▶ **Problem statement**
As you restate the entries, keep every word intact and leave out whatever images they hold.
- - -
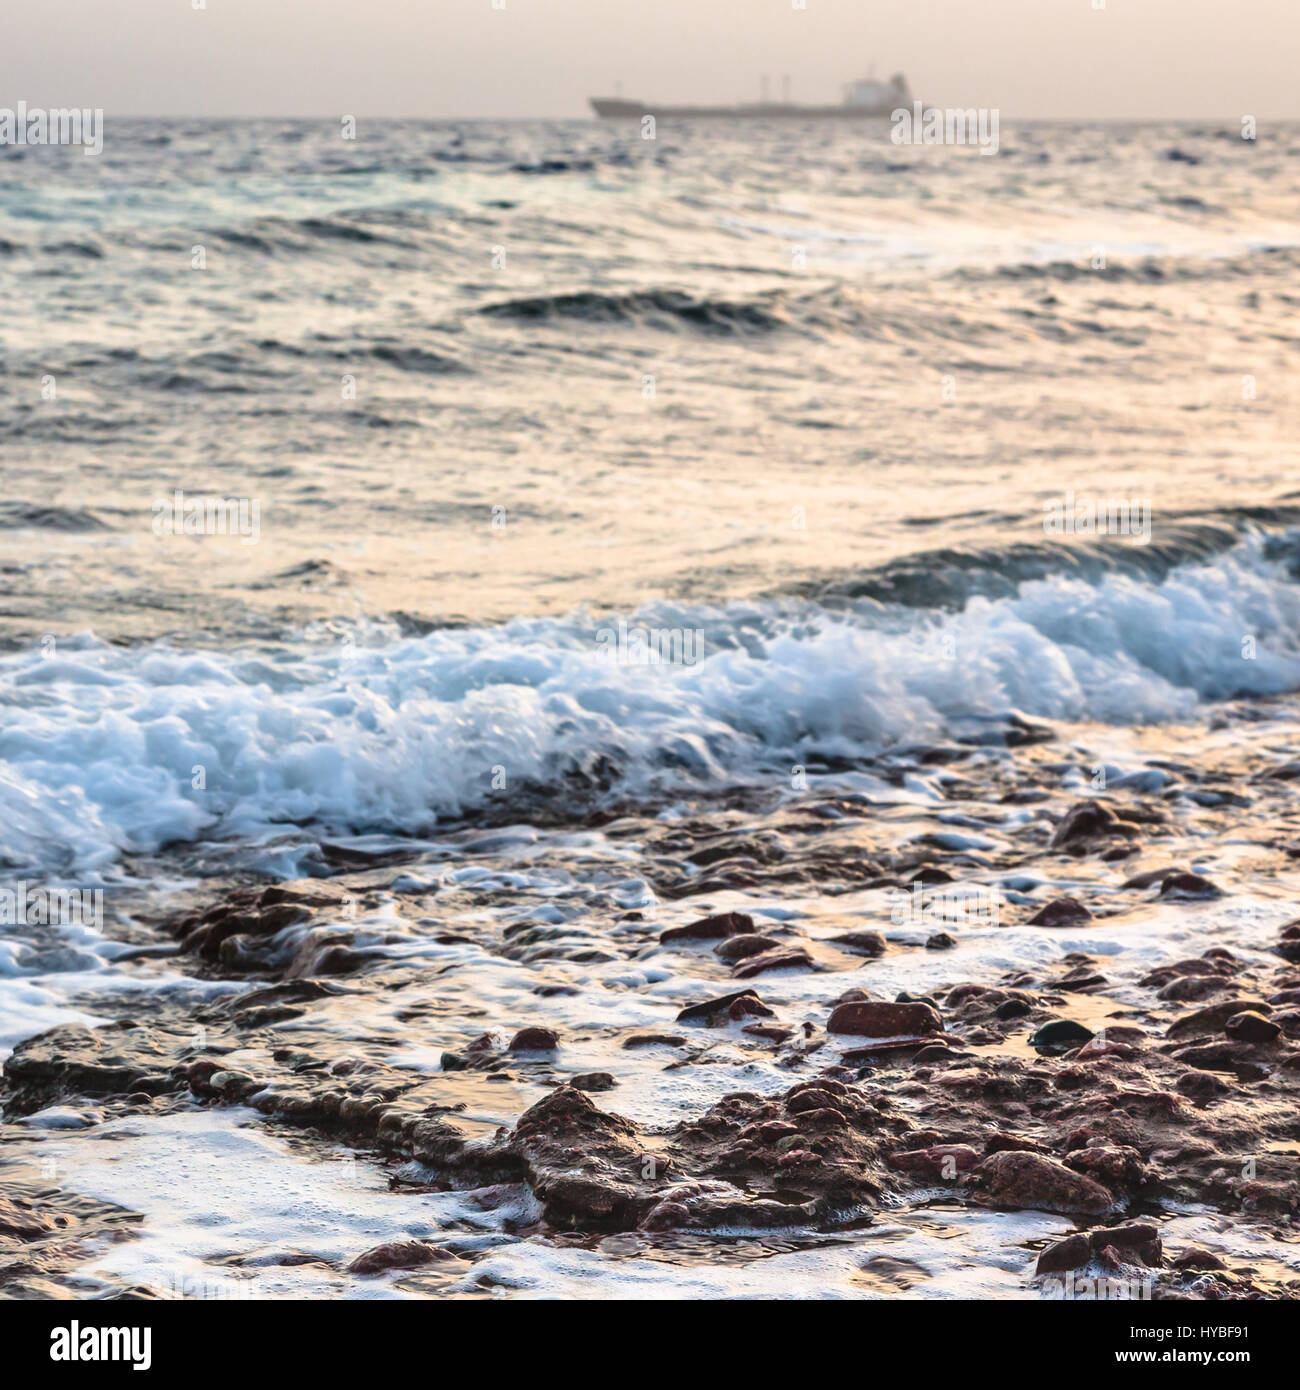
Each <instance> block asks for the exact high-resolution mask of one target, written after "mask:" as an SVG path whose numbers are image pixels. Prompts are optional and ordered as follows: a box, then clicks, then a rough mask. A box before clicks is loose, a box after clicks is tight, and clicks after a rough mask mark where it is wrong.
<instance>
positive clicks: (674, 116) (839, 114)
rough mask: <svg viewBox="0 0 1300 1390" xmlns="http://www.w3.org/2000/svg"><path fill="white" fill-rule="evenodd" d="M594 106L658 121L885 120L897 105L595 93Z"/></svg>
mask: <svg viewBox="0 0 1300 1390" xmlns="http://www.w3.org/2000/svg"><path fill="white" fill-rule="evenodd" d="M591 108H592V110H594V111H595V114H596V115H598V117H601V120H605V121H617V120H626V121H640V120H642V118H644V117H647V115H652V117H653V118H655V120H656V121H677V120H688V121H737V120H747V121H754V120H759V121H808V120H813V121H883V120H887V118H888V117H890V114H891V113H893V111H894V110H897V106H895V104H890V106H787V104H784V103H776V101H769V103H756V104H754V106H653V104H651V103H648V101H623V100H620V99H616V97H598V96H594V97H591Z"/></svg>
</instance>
- - -
▶ **Your response**
Each <instance> block asks for the exact high-resolution mask of one target, written after "mask:" as an SVG path whose numbers are image pixels. Prompts are optional and ordered as follows: a box, then clicks, then a rough mask. A box before clicks is loose, a box after clicks is tight, and clicks after a rough mask mark where it is wrong.
<instance>
positive clicks: (674, 116) (839, 114)
rough mask: <svg viewBox="0 0 1300 1390" xmlns="http://www.w3.org/2000/svg"><path fill="white" fill-rule="evenodd" d="M594 106L658 121L885 120L897 105L595 93Z"/></svg>
mask: <svg viewBox="0 0 1300 1390" xmlns="http://www.w3.org/2000/svg"><path fill="white" fill-rule="evenodd" d="M591 108H592V110H594V111H595V114H596V115H598V117H601V120H605V121H617V120H626V121H640V120H642V118H644V117H647V115H652V117H653V118H655V120H656V121H677V120H688V121H737V120H747V121H754V120H759V121H808V120H813V121H883V120H887V118H888V117H890V114H891V113H893V111H894V110H897V106H895V104H890V106H787V104H784V103H776V101H769V103H756V104H754V106H653V104H651V103H648V101H623V100H620V99H616V97H598V96H594V97H591Z"/></svg>
</instance>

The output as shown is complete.